A line below contains "Target: blue sky", and a later one contains "Target: autumn foliage". Repeat both, with every line between them, exactly.

Excerpted data:
* * * *
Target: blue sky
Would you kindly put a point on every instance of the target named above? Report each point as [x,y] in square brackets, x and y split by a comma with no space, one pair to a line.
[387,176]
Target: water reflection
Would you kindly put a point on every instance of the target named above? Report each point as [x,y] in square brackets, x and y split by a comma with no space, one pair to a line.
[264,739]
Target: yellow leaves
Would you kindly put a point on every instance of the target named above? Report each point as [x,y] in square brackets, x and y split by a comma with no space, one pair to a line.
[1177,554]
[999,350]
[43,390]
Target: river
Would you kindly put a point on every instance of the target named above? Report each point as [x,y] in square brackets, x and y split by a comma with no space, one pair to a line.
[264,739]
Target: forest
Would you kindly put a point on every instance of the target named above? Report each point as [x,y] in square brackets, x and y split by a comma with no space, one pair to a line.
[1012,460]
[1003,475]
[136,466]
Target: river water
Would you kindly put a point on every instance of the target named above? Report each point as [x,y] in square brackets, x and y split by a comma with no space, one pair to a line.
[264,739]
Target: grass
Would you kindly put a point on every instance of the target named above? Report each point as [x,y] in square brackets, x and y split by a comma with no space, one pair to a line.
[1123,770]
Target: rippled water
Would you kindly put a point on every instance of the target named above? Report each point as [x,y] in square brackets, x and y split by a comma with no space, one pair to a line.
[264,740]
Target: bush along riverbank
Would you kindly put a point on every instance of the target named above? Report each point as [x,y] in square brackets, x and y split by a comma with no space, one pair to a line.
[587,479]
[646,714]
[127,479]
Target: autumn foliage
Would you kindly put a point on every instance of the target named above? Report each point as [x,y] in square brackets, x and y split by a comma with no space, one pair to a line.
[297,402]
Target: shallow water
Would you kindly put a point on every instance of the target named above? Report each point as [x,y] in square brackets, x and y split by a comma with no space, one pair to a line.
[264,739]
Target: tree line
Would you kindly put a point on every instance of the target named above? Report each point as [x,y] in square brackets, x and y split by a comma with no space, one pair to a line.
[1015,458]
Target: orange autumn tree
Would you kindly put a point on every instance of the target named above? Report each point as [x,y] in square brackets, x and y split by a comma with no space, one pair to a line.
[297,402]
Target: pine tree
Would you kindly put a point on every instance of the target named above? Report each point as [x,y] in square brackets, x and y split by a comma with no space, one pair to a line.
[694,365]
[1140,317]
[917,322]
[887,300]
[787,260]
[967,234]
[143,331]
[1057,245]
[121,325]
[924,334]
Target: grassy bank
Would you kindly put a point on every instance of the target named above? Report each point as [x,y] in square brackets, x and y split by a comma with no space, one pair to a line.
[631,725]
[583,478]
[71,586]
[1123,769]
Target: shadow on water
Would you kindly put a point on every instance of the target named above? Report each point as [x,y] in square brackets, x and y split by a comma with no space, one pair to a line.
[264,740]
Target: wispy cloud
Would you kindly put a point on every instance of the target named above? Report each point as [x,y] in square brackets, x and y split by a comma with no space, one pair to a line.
* * * *
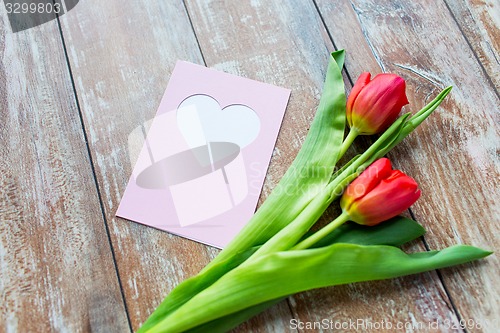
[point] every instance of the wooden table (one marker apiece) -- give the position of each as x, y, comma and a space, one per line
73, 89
* * * *
Response to this exercise:
Target: blue sky
Would you kindly put a point on every instance of the target named above? Report each point as [x,y] in square brackets, x and y split by a comma with no space, one pair to a line.
[387,176]
Target: water reflection
Would you kindly put a point on every instance of the target named above? Report each point as [x,y] in square brackets, x and y split by a comma with no space, one pair to a line.
[264,739]
Target: yellow leaves
Would you kindly put a point on every instance of the target named above? Report each point as [x,y] in square brackets, x and y split by a comma with no space, one pair to a line.
[1177,554]
[999,350]
[43,390]
Target: river
Would you kindly put a point on every instance of the target named above? Report each point as [x,y] in square brackets, x and y split by a comma with no space, one pair to a line.
[264,739]
Target: forest
Would you kindly put a point on every instance of the target named above? Report each point as [x,y] in square brackets, x and y split by a comma with no space, one pair to a line.
[1012,460]
[1003,475]
[136,466]
Target: river water
Would you kindly put a point on every instance of the target named above? Report each point as [x,y] in square brackets, x and y split by a comma with no space, one pair to a line.
[264,739]
Target: grass
Would you kindly put a point on every instance of the target named above? Report each point as [x,y] in square brackets, x and y split by a comma with no space, one pair to a line.
[1123,770]
Target: rippled water
Would you kindly put a point on every instance of the target named above? Report each point as [x,y] in square brackets, x and y split by a comma with no space, one pair to a line.
[264,740]
Target: bush along riverbank
Would you kindly put a point on every instance of the target named above? Report each point as [x,y] in square brackets, x and y split by a comma with no space, one pair to a line.
[587,479]
[646,714]
[127,479]
Target: autumn foliage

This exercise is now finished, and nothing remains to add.